Text des Dokuments:
• • • • • • •
Rohstoffreichtum und Korruption sind zwei Seiten derselben Medaille. Entwicklungs-NGOs fordern, dass sich Merkel für mehr Transparenz im Rohstoffsektor einsetzt.

Prost Ressourcen! Angela Merkel auf Afrikareise. Bild: dapd

BERLIN taz | Am Donnerstag besucht Angela Merkel auf ihrer Afrika-Reise Nigeria – ein Land, das auf dem weltweiten Korruptionsindex von Transparency International mit Platz 138 einen sehr schlechten Platz einnimmt. Ein Thema wird die Bekämpfung von Korruption sein.

Daheim in Deutschland kritisierten gleich fünf Organisationen die Bundesregierung: "Korruptionsbekämpfung taucht immer wieder in Reden auf. Jetzt zeigt sich, ob das nur Lippenbekenntnisse sind", sagt Tobias Kahler von der entwicklungspolitischen Organisation One.

Es geht darum, die Geldströme im internatinalen Rohstoffsektor offen zu legen, um ein lang bekanntes Problem zu bekämpfen: "Rohstoffreichtum und die damit verbundenen hohen Einnahmen bieten einen Nährboden für Korruption", heißt es zum Beispiel kurz und bündig in einem Positionspapier des Entwicklungshilfeministeriums. Der sogenannte "Ressourcenfluch" führt dazu, das gerade in Länder mit reichen Vorräten an Rohstoffen die Armut der Bevölkerung zunimmt, weil eine kleine, korrupte Elite mit den Einnahmen an Macht gewinnt - bestochen von Unternehmen aus reichen Ländern.
• • • • • • •
Bereitgestellte Daten:

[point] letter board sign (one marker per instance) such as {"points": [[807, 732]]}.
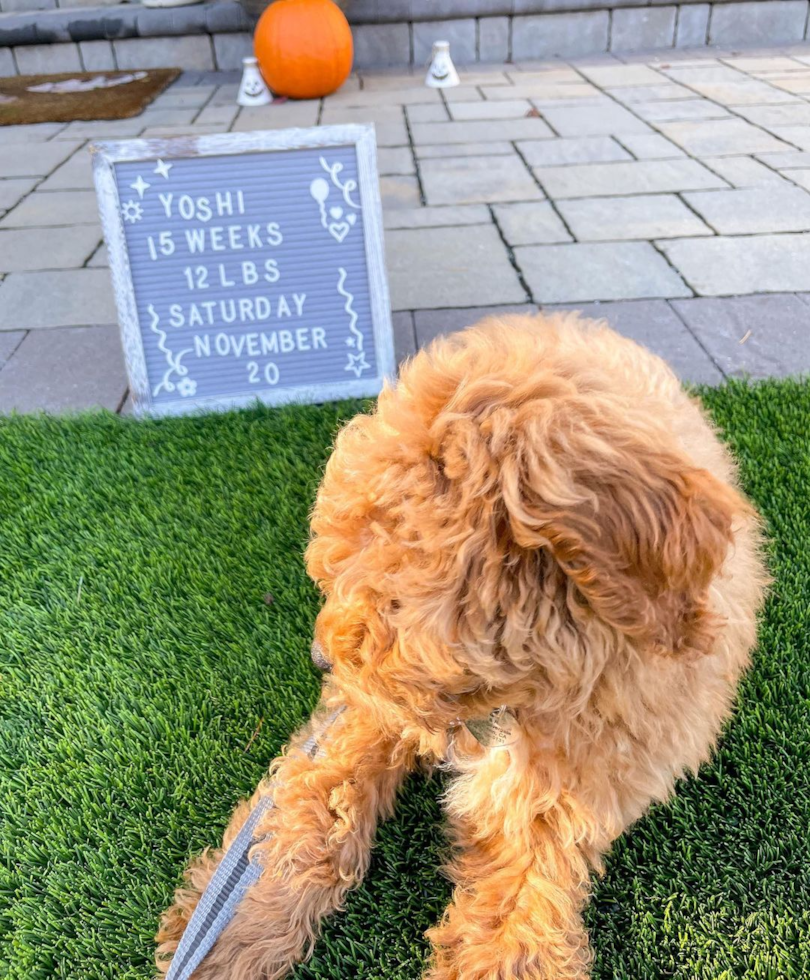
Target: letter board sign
{"points": [[247, 265]]}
• • • • • • •
Nimm den Bericht über Merkels Besuch in Nigeria und die Korruption im Rohstoffsektor nach seinem letzten Satz wieder auf und führe ihn weiter.

Oft wird zudem die traditionelle Wirtschaft verdrängt und enorme ökologische Schäden angerichtet. Gleichzeitig behindert sie den Aufbau einer Zivilgesellschaft, die dem Treiben ein Ende bereiten könnte. Umfang des Geschäfts: 2008 exportierte Afrika Öl und Mineralien im Wert von 283 Milliarden Euro. "Transparenz ist Entscheidend dafür, dass die Erlöse in die Entwicklung und nicht in die Sportwagen der Reichen investiert werden", sagt Kahler.

EU arbeitet an Konzepten gegen Korruption

Zusammen mit Brot für die Welt, dem Global Policy Forum, Misereor und Transpareny International forderte One die Bundesregierung auf, sich innerhalb der EU für eine bessere Korruptionsbekämpfung stark zu machen. Die EU arbeitet an Plänen dazu, innerhalb der Bundesregierung sei noch nicht einmal klar, welches Ministerium die deutsche Position dazu formulieren soll, kritisierten die Organisationen.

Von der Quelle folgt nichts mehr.